Set problem: Render every line of the entries below as a JSON list of strings, one string per line, with blank lines left out. Leave the pictures out of the list.

Start of Input for this task

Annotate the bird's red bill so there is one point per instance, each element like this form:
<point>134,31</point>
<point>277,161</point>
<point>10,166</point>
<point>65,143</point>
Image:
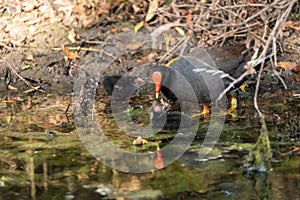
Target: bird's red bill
<point>157,77</point>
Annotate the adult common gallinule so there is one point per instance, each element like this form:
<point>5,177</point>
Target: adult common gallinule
<point>208,70</point>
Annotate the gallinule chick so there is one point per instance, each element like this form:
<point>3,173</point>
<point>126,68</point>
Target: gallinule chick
<point>208,70</point>
<point>163,119</point>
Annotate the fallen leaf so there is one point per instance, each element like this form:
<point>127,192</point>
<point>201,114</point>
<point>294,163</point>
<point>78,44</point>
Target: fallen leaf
<point>24,67</point>
<point>180,31</point>
<point>153,5</point>
<point>70,55</point>
<point>291,66</point>
<point>159,161</point>
<point>30,58</point>
<point>138,27</point>
<point>134,46</point>
<point>189,20</point>
<point>72,36</point>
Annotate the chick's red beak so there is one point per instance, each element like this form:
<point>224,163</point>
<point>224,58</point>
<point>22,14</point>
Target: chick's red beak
<point>157,77</point>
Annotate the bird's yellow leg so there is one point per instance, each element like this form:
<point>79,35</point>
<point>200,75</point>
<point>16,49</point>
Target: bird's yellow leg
<point>233,105</point>
<point>243,87</point>
<point>205,112</point>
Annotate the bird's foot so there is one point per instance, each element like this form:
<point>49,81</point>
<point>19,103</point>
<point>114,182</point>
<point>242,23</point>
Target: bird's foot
<point>232,110</point>
<point>204,113</point>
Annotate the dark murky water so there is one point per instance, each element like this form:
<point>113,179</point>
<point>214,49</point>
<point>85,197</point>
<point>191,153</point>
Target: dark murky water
<point>42,157</point>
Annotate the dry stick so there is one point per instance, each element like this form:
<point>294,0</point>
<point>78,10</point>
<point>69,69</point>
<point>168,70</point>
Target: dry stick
<point>14,71</point>
<point>37,88</point>
<point>275,64</point>
<point>272,35</point>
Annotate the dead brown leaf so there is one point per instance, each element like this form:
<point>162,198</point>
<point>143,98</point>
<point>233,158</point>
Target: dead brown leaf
<point>291,66</point>
<point>153,5</point>
<point>70,55</point>
<point>134,46</point>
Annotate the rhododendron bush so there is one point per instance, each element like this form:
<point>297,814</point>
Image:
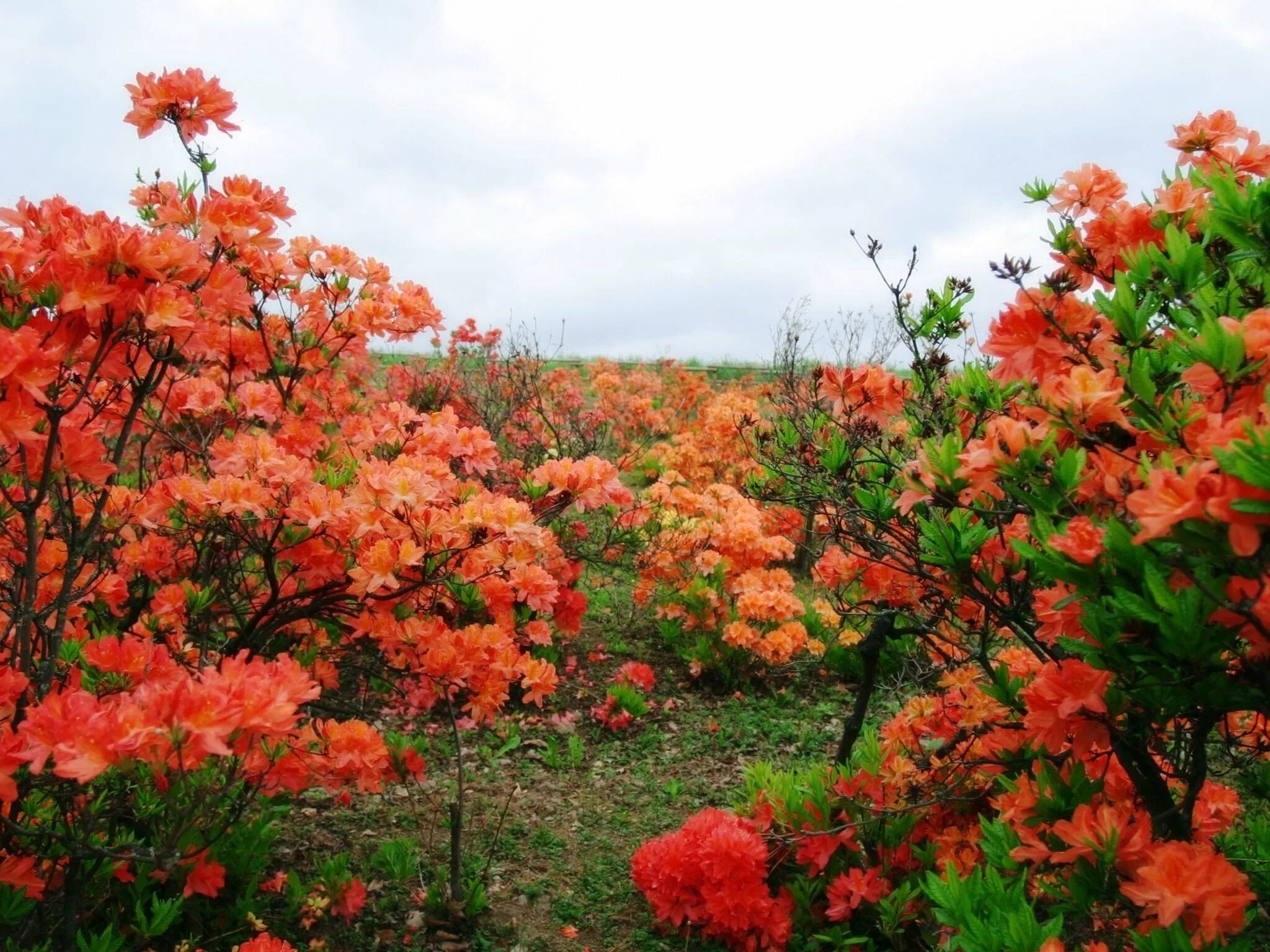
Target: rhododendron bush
<point>211,516</point>
<point>1070,540</point>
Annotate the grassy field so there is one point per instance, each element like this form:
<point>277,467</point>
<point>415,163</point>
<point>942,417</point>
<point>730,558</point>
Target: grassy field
<point>554,810</point>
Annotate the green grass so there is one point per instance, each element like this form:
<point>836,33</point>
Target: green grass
<point>573,819</point>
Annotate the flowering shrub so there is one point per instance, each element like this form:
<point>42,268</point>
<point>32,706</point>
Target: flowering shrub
<point>210,517</point>
<point>711,568</point>
<point>1071,539</point>
<point>713,875</point>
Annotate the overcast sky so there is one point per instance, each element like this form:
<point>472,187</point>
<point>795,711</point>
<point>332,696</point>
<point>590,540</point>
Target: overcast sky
<point>660,177</point>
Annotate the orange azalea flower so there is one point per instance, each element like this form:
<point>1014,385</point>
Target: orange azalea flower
<point>1060,700</point>
<point>1091,397</point>
<point>184,98</point>
<point>1193,883</point>
<point>1089,188</point>
<point>1081,541</point>
<point>1170,498</point>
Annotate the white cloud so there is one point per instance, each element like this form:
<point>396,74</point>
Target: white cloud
<point>664,177</point>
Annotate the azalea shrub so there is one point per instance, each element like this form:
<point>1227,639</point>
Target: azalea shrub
<point>218,531</point>
<point>1067,537</point>
<point>713,566</point>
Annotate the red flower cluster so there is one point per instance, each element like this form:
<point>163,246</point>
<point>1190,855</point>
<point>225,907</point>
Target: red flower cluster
<point>711,875</point>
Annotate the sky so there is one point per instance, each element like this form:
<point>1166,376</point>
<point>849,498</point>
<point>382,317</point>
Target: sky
<point>641,179</point>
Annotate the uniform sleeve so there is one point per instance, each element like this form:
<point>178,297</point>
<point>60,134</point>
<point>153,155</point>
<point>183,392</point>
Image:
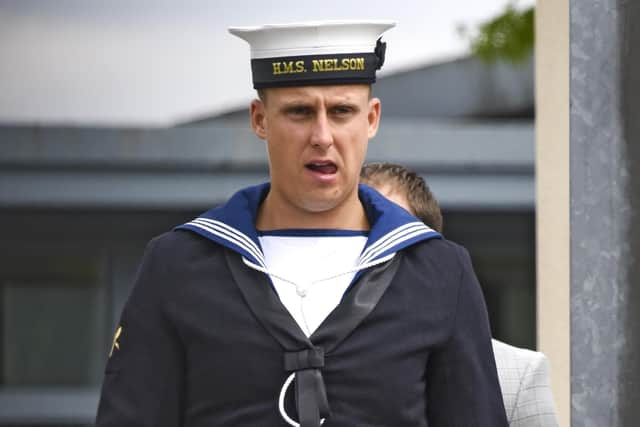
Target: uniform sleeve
<point>534,406</point>
<point>462,382</point>
<point>143,380</point>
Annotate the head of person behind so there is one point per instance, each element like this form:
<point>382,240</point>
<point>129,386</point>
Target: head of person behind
<point>316,114</point>
<point>406,188</point>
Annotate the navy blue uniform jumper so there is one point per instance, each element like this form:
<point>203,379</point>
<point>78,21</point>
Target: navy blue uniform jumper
<point>205,341</point>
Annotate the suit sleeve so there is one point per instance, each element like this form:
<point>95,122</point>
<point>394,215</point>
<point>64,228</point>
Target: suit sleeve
<point>534,406</point>
<point>143,380</point>
<point>462,382</point>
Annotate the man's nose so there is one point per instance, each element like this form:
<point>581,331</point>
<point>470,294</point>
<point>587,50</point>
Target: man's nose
<point>321,135</point>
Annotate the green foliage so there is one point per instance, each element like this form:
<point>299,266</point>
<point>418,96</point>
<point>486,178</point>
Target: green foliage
<point>509,36</point>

End of Input for this task

Completed task:
[
  "Annotate the bird's red bill so there is one point per instance, each element like this form:",
  "<point>134,31</point>",
  "<point>277,161</point>",
  "<point>10,166</point>",
  "<point>65,143</point>",
  "Image:",
  "Target: bird's red bill",
  "<point>157,77</point>",
  "Annotate the adult common gallinule so there is one point per instance, each element like this form:",
  "<point>5,177</point>",
  "Target: adult common gallinule",
  "<point>208,70</point>",
  "Annotate the gallinule chick so there is one point per instance, each element like this form:",
  "<point>3,173</point>",
  "<point>126,68</point>",
  "Target: gallinule chick",
  "<point>208,70</point>",
  "<point>163,119</point>",
  "Annotate the fallen leaf so there is one point per instance, each element like this form:",
  "<point>127,192</point>",
  "<point>201,114</point>",
  "<point>294,163</point>",
  "<point>78,44</point>",
  "Target: fallen leaf",
  "<point>24,67</point>",
  "<point>180,31</point>",
  "<point>153,5</point>",
  "<point>70,55</point>",
  "<point>291,66</point>",
  "<point>159,161</point>",
  "<point>30,58</point>",
  "<point>138,27</point>",
  "<point>134,46</point>",
  "<point>189,20</point>",
  "<point>72,36</point>",
  "Annotate the chick's red beak so there is one point per instance, each element like this form:",
  "<point>224,163</point>",
  "<point>224,58</point>",
  "<point>22,14</point>",
  "Target: chick's red beak",
  "<point>157,77</point>",
  "Annotate the bird's yellow leg so there is one point per instance, each element like this form:",
  "<point>79,35</point>",
  "<point>200,75</point>",
  "<point>16,49</point>",
  "Target: bird's yellow leg",
  "<point>233,105</point>",
  "<point>243,87</point>",
  "<point>205,112</point>",
  "Annotate the bird's foot so there is one point per instance, each element like this form:",
  "<point>49,81</point>",
  "<point>19,103</point>",
  "<point>114,182</point>",
  "<point>242,23</point>",
  "Target: bird's foot",
  "<point>232,110</point>",
  "<point>204,113</point>",
  "Annotate the dark murky water so there is one point per instance, each element like this form:",
  "<point>113,179</point>",
  "<point>214,49</point>",
  "<point>85,197</point>",
  "<point>191,153</point>",
  "Target: dark murky water",
  "<point>42,157</point>",
  "Annotate the dry stick so there is one point per instance, each element like this form:",
  "<point>294,0</point>",
  "<point>78,10</point>",
  "<point>69,69</point>",
  "<point>168,70</point>",
  "Target: dry stick",
  "<point>14,71</point>",
  "<point>37,88</point>",
  "<point>275,64</point>",
  "<point>272,35</point>",
  "Annotate the dead brown leaf so there is one point per instance, each element like this form:",
  "<point>162,198</point>",
  "<point>143,98</point>",
  "<point>233,158</point>",
  "Target: dead brown leaf",
  "<point>291,66</point>",
  "<point>153,5</point>",
  "<point>70,55</point>",
  "<point>134,46</point>",
  "Annotate the rhododendron bush so there is one point per instance, each element like this form:",
  "<point>297,814</point>",
  "Image:",
  "Target: rhododendron bush",
  "<point>211,516</point>",
  "<point>1070,540</point>",
  "Annotate the grassy field so there is one point per instance, each element like this form:",
  "<point>277,467</point>",
  "<point>415,163</point>",
  "<point>942,417</point>",
  "<point>730,558</point>",
  "Target: grassy field",
  "<point>554,810</point>",
  "Annotate the green grass so there is one point per instance, each element like this form:",
  "<point>836,33</point>",
  "Target: green grass",
  "<point>573,819</point>",
  "Annotate the flowering shrub so there is one point per instance, each element like this form:",
  "<point>42,268</point>",
  "<point>32,706</point>",
  "Target: flowering shrub",
  "<point>210,517</point>",
  "<point>711,568</point>",
  "<point>1071,539</point>",
  "<point>713,875</point>",
  "Annotate the overcast sky so there is one point per instance, each element like this form:",
  "<point>472,187</point>",
  "<point>795,711</point>",
  "<point>332,696</point>",
  "<point>590,540</point>",
  "Target: overcast sky",
  "<point>660,177</point>",
  "Annotate the orange azalea flower so there is one point per instance, each element like this form:",
  "<point>1014,385</point>",
  "Target: orange azalea flower",
  "<point>1060,700</point>",
  "<point>1091,397</point>",
  "<point>184,98</point>",
  "<point>1193,883</point>",
  "<point>1089,188</point>",
  "<point>1081,541</point>",
  "<point>1170,498</point>",
  "Annotate the white cloud so there is one point per instance, each element like this form:",
  "<point>396,74</point>",
  "Target: white cloud",
  "<point>664,177</point>",
  "Annotate the azalea shrub so there is one point per instance, each element like this form:",
  "<point>1227,639</point>",
  "Target: azalea shrub",
  "<point>218,531</point>",
  "<point>1067,537</point>",
  "<point>713,566</point>",
  "Annotate the red flower cluster so there is one point per instance, each element like this form:",
  "<point>163,246</point>",
  "<point>1190,855</point>",
  "<point>225,907</point>",
  "Target: red flower cluster",
  "<point>711,875</point>",
  "Annotate the sky so there is one point per instance, each element like this form:",
  "<point>1166,376</point>",
  "<point>849,498</point>",
  "<point>382,317</point>",
  "Target: sky",
  "<point>641,179</point>",
  "Annotate the uniform sleeve so there is one point per instance, each element like this form:",
  "<point>178,297</point>",
  "<point>60,134</point>",
  "<point>153,155</point>",
  "<point>183,392</point>",
  "Image:",
  "Target: uniform sleeve",
  "<point>534,406</point>",
  "<point>462,382</point>",
  "<point>143,380</point>",
  "Annotate the head of person behind so there is one point per instance, each element like this form:",
  "<point>382,240</point>",
  "<point>129,386</point>",
  "Target: head of person behind",
  "<point>316,114</point>",
  "<point>406,188</point>",
  "Annotate the navy blue uniform jumper so there is one point per instance, each element like this form:",
  "<point>203,379</point>",
  "<point>78,21</point>",
  "Target: navy blue uniform jumper",
  "<point>205,341</point>",
  "Annotate the suit sleeve so there is one point per instance, each element like this form:",
  "<point>95,122</point>",
  "<point>394,215</point>",
  "<point>64,228</point>",
  "Target: suit sleeve",
  "<point>534,406</point>",
  "<point>143,380</point>",
  "<point>462,382</point>",
  "Annotate the man's nose so there is one point per instance, each element like this form:",
  "<point>581,331</point>",
  "<point>470,294</point>",
  "<point>587,50</point>",
  "Target: man's nose",
  "<point>321,135</point>",
  "Annotate the green foliage so there is one point per instance, each element like this form:",
  "<point>299,266</point>",
  "<point>418,96</point>",
  "<point>486,178</point>",
  "Target: green foliage",
  "<point>509,36</point>"
]